_Set of tasks_.
1. In the autocomplete post, which filter factory does the writer suggest for expanding the field into n-grams from the front?
2. Continue the autocomplete post from where it stops.

_Page text_.
========================
I've been thinking about this too, and haven't come up with any GREAT way. But
there are several possible ways, that will do different things, good or bad,
depending on the nature of your data and exactly what you want to do. So here
are some ideas I've been thinking about, but not a ready made solution for you.
One thing first, the statement about "copy field to copy all dismax terms into
one big field." doesn't exactly make sense. Copyfield is something that happens
at index time, whereas dismax is only something that is used at query time.
Since it's only used at query time, just because you are using dismax for your
main search, doesn't mean you have to use dismax for your autocomplete query.
The autocomplete query, that returns the things you're going to display in your
auto-complete list, can be set up however you want. (we are talking about an
auto-complete list, not a "Google Instant" style autocomplete, right? The
latter would introduce even more issues).
So, do you want the autocomplete to only match on the _entire query_ as
entered, or do you want an autocomplete for each word? For instance, if I
enter "dog walking", should the autocomplete be autocompleting "dog walking" as
a whole, or should it be autocompleting "walking" by the time I've typed in
"dog walking"? It's easier to set up to autocomplete on the whole phrase.
Next, though, you probably want autocomplete to complete on partial words, not
just complete words. "Dog wal" should autocomplete to "dog walking". That
introduces an extra kink too. But let's assume we want that.
So one idea. At index time, populate a field that will be used exclusively for
auto-completing. Make this field actually _non-tokenizing_, probably a Text
type but with the KeywordTokenizer (ie, the non-tokenizing tokenizer, heh).
So if you're indexing "dog walking", then the token in the field is actually
"dog walking", not ["dog","walking"]. Next, normalize it by removing
punctuation (because we probably don't want to consider punctuation for
auto-completing), and maybe normalizing whitespace by collapsing any adjacent
whitespace to a single space, and removing whitespace at beginning and end. So
" dog walking " will index as "dog walking". (This matters more at
query time then index time, but less confusing to do the same normalization at
both points). That can be done with a charpatternfilter.
But now we've also got to n-gram expand it. So if the term being indexed is
"dog walking", we actually want to store ALL these terms in the index:
"d"
"do"
"dog"
"dog "
"dog w"
"dog wa"
etc
Ie, n-grams, but only expanded out from the front. I believe you can use the
EdgeNGramFilterFactory for this (at index time only, this one you don't want in
your query-time analyzers). Although I haven't actually tried the
EdgeNGramFilterFactory with a non-tokenized field, I think it should work. This
will expand the size of your index, hopefully not to a problematic degree.
========================
_Data provided_.
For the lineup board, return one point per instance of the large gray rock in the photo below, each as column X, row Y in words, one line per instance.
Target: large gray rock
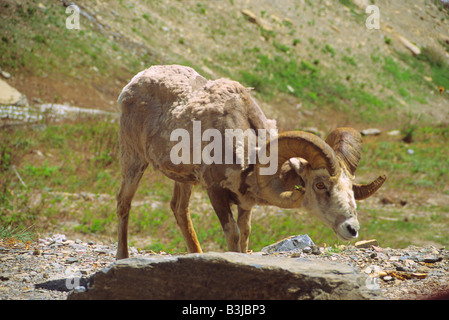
column 226, row 276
========================
_Answers in order_.
1. The EdgeNGramFilterFactory.

2.
Now, to actually do the auto-complete. At query time, take the whole thing the
user has entered, and issue a query, with whatever fq's you want too, but use
the "field" type query parser (NOT "dismax" or "lucene", because we don't want
the query parser to pre-tokenize on whitespace, but not "raw" because we DO
want to go through the query-time field analyzers), restricted to this
autocomplete field you've created. One way to do this is: << q={!field
f=my_autocomplete_field}the user's query >> (url-encoded, naturally).
That's pretty much it, I think that should work, depending on the requirements
of 'work'. Although I haven't tried it yet.
Now, if you want the user's query to auto-complete match in the middle of your
terms, things get a lot more complicated. Ie, if you want "walk" to
auto-complete to "dog walking" too. This won't do that. Also, if you want
some kind of stemming to happen in auto-complete, this won't do that either.
And also, if you want to auto-complete not the entire phrase the user has typed
in, but each white-space-seperated word as they type it, this won't do THAT
either. Trying to get all those things to work becomes even more complicated
-- especially with the requirement that you want to be able to apply the 'fq's
from your current search context to the auto-complete. I haven't entirely
thought through a possible way to do all that.
But hopefully this gives you some clues to think about it.
Jonathan
________________________________________
From: David Yang [[email protected]]
Sent: Friday, September 10, 2010 11:14 AM
To: [email protected]
Subject: Autocomplete with Filter Query
Hi,
Is there any way to provide autocomplete while filtering results?
Suppose I had a bunch of people and each person has multiple
occupations. When I select 'Assistant' in a filter box, it would be nice
if autocomplete only provides assistant names, instead of all names. The
other issue is that I use DisMax to do my search (name, title, phone
number etc) - so it might be more complex to do autocomplete. I could
have a copy field to copy all dismax terms into one big field.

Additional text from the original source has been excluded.